■ Text provided:
· · ·
The Böckenförde Paradox

What a German Jurist Can Teach American Catholics
Ernst-Wolfgang Böckenförde in 1989 (Engelbert Reineke, German federal archives)

In 1961 a young German law professor named Ernst-Wolfgang Böckenförde wrote a devastating analysis of German Catholicism in the epochal year of 1933. After years of episcopal condemnations of Nazi ideology, the German bishops had reversed themselves two months after Hitler’s legal coming to power and had endorsed cooperation with the new regime. At the same time the Catholic Church’s political voice, the Center Party, provided the parliamentary votes to give Hitler the two-thirds majority in the Reichstag necessary for suspending the constitution and granting power to rule by decree. (Civil liberties had already been suspended a month earlier after the burning of the Reichstag.) And in July the Vatican signed the controversial Concordat with the Third Reich. Böckenförde argued that Catholicism’s rapprochement with the Nazis, which in some quarters became enthusiastic endorsement, could only be fully explained in terms of an ingrained Catholic opposition to pluralistic democracy and secularized modernity. A certain affinity for authoritarian solutions disposed many Catholics to see what they wanted to see in National Socialism, even if they came to regret it.

 

Böckenförde was advised against publishing the article for fear of the damage it might do to a promising academic career. He did so anyway, in the pages of the influential German Catholic monthly Hochland. In the words of a contemporary, it produced a real hornets’ nest. “German Catholicism in 1933” drew instant international attention, and an English translation was rushed into print in the American Catholic journal Cross Currents. In Germany it provoked Catholic authorities to establish the Kommission für Zeitgeschichte (Commission for Contemporary History) to oversee publication of documents and scholarly research into the whole era of the two world wars and the dictatorship.

In the event, the brash young scholar did not get stung. Böckenförde, born in 1930 and now eighty-seven years old, went on to have a long and distinguished career as a scholar, judge, and respected public intellectual. The highlight of his career was his term as a judge on the Constitutional Court of the Federal Republic. (Judges serve for limited terms, an admirable practice that Americans must envy, since our extreme polarization—and litigiousness—make lifetime appointments to the Supreme Court so apocalyptically decisive that all other political considerations are cast to the side in presidential elections.) Böckenförde’s term (1983–1996) coincided with German unification and saw landmark decisions on abortion and citizenship, the first necessitated by the need to reconcile lax East German abortion law with West German prohibition, the latter by the early onset of anxiety over the prospect of European unification and open borders.
· · ·
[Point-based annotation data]
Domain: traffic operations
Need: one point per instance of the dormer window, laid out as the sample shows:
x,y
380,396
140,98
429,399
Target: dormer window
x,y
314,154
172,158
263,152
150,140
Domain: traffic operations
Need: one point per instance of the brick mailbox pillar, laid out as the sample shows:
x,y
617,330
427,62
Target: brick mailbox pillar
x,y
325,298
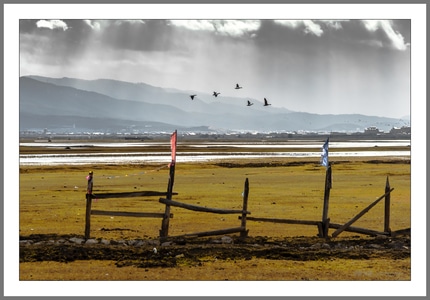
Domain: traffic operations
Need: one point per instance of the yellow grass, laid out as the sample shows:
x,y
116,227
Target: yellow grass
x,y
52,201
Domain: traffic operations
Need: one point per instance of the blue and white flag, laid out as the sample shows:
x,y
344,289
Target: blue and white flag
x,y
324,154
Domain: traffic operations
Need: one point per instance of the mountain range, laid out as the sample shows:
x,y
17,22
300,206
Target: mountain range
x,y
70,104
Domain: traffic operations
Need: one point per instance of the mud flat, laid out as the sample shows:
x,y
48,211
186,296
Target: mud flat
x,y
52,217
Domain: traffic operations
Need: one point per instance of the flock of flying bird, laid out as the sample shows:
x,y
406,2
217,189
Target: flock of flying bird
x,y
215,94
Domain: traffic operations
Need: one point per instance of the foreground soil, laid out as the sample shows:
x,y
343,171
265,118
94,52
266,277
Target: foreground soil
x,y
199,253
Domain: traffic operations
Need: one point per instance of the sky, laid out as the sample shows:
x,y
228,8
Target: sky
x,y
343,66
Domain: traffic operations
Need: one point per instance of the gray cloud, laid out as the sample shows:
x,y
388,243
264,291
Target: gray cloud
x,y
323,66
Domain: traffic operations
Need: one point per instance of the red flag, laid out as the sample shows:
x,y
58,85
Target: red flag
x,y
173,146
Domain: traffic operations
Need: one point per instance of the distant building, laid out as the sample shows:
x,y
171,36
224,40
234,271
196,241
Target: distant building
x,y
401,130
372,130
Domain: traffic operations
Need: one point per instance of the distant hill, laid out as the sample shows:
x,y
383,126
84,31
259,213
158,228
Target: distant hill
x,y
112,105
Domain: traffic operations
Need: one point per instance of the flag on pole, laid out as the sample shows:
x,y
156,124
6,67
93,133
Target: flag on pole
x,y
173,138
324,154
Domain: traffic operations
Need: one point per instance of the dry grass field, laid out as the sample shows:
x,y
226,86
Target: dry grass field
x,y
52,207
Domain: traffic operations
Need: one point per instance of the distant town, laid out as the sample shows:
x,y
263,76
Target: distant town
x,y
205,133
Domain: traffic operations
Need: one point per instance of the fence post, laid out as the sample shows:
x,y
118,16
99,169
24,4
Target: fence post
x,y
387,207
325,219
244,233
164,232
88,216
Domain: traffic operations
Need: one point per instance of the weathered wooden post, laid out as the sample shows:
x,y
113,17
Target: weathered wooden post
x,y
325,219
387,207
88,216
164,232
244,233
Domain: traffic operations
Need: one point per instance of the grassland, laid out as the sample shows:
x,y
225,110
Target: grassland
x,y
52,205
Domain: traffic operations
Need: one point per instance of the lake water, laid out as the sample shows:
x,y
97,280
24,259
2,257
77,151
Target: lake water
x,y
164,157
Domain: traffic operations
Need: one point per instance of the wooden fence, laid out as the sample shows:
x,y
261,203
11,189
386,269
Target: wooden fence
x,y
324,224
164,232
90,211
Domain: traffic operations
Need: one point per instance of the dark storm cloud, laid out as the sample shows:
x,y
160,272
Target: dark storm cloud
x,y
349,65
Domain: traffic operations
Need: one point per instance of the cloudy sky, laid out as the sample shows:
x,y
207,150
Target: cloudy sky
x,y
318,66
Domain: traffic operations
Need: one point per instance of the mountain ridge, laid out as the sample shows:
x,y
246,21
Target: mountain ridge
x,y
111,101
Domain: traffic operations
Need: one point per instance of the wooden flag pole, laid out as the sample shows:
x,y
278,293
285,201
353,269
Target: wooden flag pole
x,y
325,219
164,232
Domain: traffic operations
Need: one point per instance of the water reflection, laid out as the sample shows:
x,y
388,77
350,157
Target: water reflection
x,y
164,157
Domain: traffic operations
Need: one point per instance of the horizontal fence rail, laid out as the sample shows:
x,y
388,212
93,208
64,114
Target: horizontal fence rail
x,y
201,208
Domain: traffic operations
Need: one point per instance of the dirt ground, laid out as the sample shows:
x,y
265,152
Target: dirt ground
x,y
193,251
· · ·
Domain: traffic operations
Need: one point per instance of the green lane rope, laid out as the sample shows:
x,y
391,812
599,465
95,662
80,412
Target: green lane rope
· · ·
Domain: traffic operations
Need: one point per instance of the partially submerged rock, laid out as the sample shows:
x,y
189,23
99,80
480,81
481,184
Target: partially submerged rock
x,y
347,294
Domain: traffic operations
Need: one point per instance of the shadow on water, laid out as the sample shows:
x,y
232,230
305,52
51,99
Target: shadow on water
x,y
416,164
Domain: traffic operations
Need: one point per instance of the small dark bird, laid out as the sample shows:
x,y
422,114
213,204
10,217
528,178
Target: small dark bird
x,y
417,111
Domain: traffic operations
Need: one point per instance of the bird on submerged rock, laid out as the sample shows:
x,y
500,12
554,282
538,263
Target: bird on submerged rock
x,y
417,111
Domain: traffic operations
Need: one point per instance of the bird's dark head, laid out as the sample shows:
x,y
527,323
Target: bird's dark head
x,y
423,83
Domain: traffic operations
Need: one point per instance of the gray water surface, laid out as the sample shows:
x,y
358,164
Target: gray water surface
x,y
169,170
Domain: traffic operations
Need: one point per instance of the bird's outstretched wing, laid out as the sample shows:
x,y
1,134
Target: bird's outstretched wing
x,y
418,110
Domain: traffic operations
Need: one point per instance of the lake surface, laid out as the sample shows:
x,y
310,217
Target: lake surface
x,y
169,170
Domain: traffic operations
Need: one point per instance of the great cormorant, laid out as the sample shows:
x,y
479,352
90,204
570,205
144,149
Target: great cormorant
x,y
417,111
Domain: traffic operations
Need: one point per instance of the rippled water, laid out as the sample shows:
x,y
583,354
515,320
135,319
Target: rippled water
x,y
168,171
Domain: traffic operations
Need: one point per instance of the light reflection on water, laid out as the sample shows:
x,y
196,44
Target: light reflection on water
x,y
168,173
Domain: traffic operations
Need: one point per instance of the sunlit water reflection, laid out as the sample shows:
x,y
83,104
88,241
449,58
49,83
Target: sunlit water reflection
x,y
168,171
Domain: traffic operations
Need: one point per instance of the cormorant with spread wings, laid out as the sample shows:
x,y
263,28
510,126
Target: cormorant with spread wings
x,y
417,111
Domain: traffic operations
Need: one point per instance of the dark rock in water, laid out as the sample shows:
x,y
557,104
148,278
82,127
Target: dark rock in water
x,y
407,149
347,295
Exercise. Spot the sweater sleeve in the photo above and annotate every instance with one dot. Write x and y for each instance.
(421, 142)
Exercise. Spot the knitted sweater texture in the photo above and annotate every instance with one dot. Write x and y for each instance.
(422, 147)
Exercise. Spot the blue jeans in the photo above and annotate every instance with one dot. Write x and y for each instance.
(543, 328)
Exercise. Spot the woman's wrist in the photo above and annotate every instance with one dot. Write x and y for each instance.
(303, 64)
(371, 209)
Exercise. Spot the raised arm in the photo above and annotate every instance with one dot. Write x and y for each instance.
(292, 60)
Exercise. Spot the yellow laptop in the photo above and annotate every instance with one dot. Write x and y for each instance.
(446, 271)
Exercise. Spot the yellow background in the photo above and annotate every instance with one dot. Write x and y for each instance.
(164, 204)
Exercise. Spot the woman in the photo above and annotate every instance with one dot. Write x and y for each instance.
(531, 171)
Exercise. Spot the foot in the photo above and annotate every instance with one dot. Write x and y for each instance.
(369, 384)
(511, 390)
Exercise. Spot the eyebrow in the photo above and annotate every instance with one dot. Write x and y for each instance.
· · ·
■ Set tasks:
a – According to the Böckenförde text, which years did his term on the Constitutional Court cover?
b – Quote the Böckenförde text from "Böckenförde was advised" to "and the dictatorship.".
You won't need the data for anything here.

■ Task answers:
a – 1983 to 1996

b –
Böckenförde was advised against publishing the article for fear of the damage it might do to a promising academic career. He did so anyway, in the pages of the influential German Catholic monthly Hochland. In the words of a contemporary, it produced a real hornets’ nest. “German Catholicism in 1933” drew instant international attention, and an English translation was rushed into print in the American Catholic journal Cross Currents. In Germany it provoked Catholic authorities to establish the Kommission für Zeitgeschichte (Commission for Contemporary History) to oversee publication of documents and scholarly research into the whole era of the two world wars and the dictatorship.